-------- Provided data
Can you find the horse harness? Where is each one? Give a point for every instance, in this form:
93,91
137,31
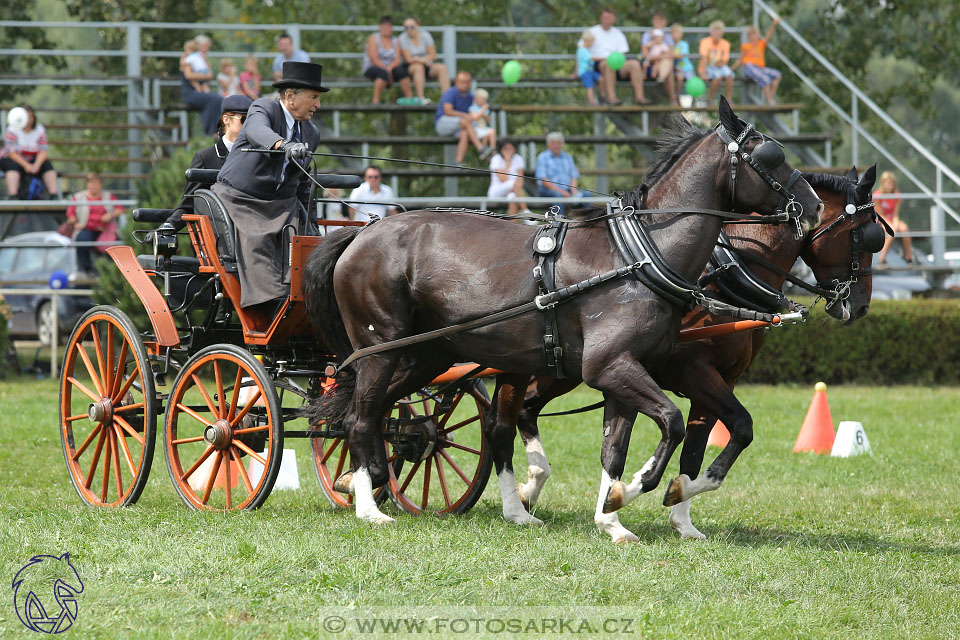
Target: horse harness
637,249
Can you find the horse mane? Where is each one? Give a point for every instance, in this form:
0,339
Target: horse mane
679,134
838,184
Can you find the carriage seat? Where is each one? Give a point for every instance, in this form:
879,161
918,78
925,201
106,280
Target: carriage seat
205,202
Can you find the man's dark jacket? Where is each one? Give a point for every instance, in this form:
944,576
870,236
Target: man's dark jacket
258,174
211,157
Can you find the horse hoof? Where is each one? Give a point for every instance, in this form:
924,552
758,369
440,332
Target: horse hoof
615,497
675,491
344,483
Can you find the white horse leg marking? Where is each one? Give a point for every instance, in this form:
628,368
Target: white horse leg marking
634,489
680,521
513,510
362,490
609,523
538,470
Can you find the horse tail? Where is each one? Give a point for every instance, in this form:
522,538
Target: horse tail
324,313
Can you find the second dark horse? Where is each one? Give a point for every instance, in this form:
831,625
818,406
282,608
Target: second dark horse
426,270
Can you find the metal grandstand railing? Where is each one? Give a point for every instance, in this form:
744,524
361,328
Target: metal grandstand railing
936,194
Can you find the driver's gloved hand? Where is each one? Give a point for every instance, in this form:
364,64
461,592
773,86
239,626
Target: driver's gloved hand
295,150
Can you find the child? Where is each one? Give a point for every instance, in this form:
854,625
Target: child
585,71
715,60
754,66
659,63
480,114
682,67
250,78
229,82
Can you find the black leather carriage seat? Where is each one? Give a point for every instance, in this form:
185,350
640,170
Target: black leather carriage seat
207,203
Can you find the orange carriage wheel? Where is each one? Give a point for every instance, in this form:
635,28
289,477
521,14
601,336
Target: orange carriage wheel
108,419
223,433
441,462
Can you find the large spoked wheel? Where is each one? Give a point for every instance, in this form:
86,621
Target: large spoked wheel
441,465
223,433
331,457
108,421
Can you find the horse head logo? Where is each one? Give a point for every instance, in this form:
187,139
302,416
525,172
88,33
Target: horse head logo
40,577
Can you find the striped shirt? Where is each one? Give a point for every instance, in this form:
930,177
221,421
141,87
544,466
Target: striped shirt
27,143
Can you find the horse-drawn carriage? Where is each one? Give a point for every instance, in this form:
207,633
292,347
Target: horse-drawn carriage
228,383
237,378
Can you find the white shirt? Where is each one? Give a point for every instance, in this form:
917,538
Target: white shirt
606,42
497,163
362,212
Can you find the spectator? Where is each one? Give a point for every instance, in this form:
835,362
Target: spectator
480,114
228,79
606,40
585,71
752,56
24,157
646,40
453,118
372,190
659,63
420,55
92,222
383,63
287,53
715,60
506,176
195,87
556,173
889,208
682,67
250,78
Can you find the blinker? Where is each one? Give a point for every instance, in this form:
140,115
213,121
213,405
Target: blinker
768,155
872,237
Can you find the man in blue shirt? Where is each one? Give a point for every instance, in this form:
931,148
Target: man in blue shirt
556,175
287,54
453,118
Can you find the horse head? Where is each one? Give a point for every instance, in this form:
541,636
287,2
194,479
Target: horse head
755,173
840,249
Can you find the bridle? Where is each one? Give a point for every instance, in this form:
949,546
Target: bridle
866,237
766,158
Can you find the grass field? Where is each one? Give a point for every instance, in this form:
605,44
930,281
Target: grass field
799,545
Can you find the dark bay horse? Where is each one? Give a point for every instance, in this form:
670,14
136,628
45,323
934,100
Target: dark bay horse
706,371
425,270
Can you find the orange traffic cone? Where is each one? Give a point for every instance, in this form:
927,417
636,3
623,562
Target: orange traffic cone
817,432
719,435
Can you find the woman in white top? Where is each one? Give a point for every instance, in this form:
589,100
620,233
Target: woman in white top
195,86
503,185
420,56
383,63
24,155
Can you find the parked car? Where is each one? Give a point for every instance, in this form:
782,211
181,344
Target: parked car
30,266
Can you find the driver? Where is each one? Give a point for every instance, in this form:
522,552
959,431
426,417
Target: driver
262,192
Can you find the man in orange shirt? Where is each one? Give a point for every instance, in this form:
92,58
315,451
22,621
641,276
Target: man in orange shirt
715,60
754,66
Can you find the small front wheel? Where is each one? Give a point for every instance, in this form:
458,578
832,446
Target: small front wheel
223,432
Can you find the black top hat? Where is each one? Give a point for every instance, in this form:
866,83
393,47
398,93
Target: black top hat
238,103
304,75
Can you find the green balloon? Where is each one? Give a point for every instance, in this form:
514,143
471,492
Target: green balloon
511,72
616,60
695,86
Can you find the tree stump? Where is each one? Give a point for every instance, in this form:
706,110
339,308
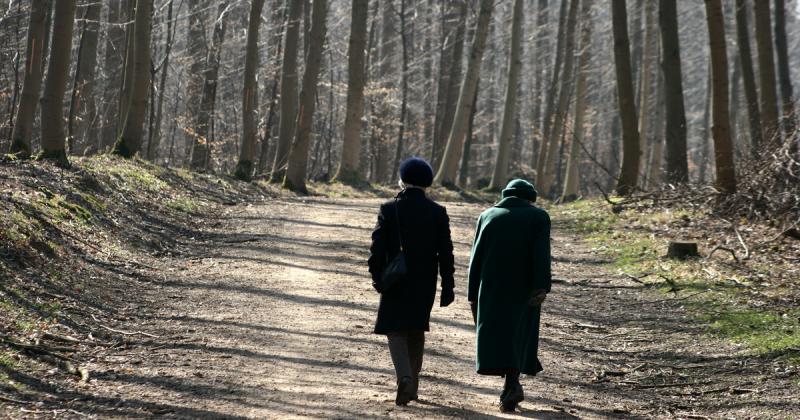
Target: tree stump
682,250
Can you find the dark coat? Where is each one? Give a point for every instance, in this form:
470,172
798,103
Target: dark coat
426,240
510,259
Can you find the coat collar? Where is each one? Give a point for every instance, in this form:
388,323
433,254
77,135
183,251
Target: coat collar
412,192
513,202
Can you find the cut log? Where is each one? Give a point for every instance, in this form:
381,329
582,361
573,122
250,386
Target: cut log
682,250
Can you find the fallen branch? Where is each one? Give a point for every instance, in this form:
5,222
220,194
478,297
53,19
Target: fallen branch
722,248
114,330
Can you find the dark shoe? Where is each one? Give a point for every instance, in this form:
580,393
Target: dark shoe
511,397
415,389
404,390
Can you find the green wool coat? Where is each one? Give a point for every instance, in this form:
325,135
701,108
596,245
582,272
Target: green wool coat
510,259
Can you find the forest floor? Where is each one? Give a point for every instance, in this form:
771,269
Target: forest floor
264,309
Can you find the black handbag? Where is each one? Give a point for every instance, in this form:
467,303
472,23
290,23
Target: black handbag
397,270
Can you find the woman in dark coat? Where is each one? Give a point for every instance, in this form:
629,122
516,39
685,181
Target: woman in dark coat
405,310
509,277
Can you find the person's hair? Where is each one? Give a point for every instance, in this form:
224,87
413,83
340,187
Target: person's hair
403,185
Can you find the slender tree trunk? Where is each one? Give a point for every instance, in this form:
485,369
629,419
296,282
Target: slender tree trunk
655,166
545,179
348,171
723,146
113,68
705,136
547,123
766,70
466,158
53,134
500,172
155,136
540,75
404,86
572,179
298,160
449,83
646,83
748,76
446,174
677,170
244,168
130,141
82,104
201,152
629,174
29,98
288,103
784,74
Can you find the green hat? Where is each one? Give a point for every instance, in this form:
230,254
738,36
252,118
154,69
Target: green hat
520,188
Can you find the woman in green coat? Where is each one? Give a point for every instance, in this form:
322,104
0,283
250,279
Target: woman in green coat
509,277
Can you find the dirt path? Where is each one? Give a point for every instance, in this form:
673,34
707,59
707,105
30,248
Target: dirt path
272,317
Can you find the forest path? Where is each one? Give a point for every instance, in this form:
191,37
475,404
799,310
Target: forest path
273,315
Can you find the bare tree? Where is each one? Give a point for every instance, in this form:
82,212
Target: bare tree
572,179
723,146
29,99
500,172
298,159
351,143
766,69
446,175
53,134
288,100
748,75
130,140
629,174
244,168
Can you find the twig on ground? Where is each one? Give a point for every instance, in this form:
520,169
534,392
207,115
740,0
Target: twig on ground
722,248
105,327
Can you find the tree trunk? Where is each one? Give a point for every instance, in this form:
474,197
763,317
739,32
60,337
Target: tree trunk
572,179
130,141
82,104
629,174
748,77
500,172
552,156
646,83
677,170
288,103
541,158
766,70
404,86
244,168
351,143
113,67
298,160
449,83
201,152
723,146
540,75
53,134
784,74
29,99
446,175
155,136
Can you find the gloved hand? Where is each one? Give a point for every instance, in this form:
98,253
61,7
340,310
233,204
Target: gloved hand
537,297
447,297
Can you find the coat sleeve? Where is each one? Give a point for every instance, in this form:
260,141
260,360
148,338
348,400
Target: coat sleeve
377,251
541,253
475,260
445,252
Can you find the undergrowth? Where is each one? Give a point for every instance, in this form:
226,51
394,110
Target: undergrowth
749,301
----------------
Short exercise: Could you retype the items word for word, starting at the line that contains "Can you find the twig" and ending at the last line of the items?

Exercise answer:
Can you find the twig on ground? Where is each one? Give a point for every instance, in this form:
520,169
534,392
207,115
740,0
Target: twig on ground
722,248
105,327
Can you find the tree trunk? Where is each one? Give a point for every instance, in this form:
474,197
763,317
739,32
60,337
Target: tree trunk
572,179
130,141
82,104
629,174
748,77
500,172
552,156
646,83
677,170
288,103
541,158
766,70
404,86
244,168
351,143
113,67
298,160
449,83
201,152
723,146
540,75
53,134
784,74
29,99
446,175
155,136
Can you find the gloved hand? Where is each one? Give a point for every instance, in this form:
98,253
61,7
340,310
233,204
Target: gloved hand
537,297
447,297
Can you find the coat sleeve? Where is each one? Give a point for every instance, in this form:
260,141
260,360
148,338
348,400
Target: coat sleeve
377,251
541,253
475,260
445,252
Can you find the undergrowth? Where is each one? Give a point for every instance, in this form:
226,51
394,110
Target: undergrowth
749,301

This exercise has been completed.